#### [Document extract]
Proactive autonomy and knowledge compounding

Be proactive: immediately take the next highest-value in-scope action when it is clear.
Default to autonomous execution: do not pause for confirmation between normal in-scope steps.
Request user input only when absolutely necessary: ambiguous requirements, material risk tradeoffs, missing required data/access, or destructive/irreversible actions outside policy.
If blocked by command/tool/env failures, attempt high-confidence fallbacks autonomously before escalating (for example rg -> find/grep, python -> python3, alternate repo-native scripts).
When the workflow uses plan/, ensure required plan directories exist before reading/writing them (create when edits are allowed; otherwise use an in-memory fallback and call it out).
Treat transient external failures (network/SSH/remote APIs/timeouts) as retryable by default: run bounded retries with backoff and capture failure evidence before concluding blocked.
On repeated invocations for the same objective, resume from prior findings/artifacts and prioritize net-new progress over rerunning identical work unless verification requires reruns.

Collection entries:
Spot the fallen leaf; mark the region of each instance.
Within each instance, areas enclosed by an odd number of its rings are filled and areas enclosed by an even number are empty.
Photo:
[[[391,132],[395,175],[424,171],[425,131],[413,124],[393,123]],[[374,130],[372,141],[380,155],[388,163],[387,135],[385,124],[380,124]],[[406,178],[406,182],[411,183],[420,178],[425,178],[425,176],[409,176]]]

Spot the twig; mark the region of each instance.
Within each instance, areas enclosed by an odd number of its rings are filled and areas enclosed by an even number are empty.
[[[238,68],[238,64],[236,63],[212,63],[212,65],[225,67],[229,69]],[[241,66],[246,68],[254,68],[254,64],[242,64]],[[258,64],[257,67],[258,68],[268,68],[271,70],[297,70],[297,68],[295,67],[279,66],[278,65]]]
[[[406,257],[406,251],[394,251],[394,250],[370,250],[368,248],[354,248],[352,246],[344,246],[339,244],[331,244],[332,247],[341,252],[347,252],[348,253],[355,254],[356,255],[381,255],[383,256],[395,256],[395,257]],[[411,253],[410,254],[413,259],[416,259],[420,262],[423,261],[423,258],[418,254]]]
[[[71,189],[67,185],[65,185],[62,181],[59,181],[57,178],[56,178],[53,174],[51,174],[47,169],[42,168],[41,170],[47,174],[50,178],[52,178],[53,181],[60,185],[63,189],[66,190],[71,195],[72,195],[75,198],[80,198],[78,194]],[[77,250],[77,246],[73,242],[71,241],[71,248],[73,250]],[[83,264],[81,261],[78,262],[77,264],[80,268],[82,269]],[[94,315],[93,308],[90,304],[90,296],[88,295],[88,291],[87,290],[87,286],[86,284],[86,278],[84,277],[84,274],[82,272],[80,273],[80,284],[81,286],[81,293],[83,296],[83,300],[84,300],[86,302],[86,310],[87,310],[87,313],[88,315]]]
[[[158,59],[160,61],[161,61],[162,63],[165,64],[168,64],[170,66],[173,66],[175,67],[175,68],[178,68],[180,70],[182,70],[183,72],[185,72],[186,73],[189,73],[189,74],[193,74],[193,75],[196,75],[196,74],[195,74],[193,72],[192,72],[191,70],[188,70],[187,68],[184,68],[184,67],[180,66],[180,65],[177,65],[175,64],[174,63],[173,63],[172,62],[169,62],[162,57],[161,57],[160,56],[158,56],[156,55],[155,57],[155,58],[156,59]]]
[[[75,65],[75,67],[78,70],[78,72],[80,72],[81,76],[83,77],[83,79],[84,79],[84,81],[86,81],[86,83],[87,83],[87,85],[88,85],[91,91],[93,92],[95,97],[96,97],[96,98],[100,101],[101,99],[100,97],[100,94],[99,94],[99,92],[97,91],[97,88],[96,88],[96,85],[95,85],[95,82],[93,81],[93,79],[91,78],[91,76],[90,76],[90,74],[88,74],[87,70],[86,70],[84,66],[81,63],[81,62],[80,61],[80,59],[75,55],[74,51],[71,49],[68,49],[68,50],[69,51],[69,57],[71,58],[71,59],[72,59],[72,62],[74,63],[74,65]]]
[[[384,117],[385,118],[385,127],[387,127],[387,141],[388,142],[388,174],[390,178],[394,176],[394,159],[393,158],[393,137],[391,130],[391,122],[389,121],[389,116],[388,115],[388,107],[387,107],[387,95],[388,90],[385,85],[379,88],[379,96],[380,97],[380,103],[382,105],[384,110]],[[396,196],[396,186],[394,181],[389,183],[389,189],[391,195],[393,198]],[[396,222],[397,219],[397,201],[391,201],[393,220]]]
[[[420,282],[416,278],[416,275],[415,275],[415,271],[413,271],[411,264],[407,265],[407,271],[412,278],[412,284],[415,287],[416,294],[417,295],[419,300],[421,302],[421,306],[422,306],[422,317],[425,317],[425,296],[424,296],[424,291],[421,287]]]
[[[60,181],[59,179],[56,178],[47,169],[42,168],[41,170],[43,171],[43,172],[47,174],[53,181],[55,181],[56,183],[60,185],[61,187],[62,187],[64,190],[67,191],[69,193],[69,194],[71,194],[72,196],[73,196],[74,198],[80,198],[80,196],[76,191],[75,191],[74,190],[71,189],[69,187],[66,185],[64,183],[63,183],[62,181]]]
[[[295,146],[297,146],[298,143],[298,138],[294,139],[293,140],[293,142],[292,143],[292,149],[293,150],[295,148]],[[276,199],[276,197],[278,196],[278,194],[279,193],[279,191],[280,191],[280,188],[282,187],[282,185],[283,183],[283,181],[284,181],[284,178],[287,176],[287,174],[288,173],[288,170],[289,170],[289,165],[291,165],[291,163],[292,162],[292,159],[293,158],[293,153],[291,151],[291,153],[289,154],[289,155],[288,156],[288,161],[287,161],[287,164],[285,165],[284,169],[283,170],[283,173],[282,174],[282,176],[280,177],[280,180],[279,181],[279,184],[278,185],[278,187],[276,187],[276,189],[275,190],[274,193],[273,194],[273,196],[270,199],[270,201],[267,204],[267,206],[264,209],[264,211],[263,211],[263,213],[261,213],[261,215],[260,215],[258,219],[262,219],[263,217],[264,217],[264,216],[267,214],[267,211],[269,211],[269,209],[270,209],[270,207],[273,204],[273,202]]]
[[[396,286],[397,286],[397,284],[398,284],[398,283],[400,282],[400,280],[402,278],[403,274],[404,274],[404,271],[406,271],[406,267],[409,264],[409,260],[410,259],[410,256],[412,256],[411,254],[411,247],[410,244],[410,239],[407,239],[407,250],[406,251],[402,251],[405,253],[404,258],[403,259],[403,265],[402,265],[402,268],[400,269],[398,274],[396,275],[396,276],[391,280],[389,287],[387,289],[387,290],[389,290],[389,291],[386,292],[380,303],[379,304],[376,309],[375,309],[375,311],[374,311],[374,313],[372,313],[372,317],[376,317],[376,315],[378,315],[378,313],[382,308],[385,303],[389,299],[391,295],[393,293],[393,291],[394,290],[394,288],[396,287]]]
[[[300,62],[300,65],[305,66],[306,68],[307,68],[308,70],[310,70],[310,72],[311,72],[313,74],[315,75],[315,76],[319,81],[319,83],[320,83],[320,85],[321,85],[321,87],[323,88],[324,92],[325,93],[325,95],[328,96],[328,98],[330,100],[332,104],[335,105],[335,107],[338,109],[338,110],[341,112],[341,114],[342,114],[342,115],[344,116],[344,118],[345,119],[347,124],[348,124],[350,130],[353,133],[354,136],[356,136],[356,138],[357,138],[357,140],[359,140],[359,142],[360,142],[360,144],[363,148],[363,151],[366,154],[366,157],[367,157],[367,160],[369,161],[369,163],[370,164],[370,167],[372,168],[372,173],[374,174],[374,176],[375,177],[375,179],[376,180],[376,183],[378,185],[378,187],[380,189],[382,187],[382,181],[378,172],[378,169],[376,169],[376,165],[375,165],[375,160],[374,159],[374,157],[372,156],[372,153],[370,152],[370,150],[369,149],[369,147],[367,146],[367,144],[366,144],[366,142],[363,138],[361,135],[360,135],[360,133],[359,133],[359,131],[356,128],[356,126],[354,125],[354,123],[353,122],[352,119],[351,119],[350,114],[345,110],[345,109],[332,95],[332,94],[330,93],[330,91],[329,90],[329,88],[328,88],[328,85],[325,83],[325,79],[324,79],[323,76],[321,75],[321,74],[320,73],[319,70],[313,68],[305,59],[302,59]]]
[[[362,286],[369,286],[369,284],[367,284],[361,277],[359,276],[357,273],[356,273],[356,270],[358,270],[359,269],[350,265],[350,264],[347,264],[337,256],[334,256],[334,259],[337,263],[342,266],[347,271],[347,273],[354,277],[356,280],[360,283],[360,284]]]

#### [Written task]
Answer these questions about the proactive autonomy guidelines above.
(a) What fallback is suggested when rg fails?
(b) Which transient external failures are treated as retryable by default?
(c) On repeated invocations for the same objective, what is prioritized over rerunning identical work?

#### [Result]
(a) find/grep
(b) Network, SSH, remote API and timeout failures
(c) Net-new progress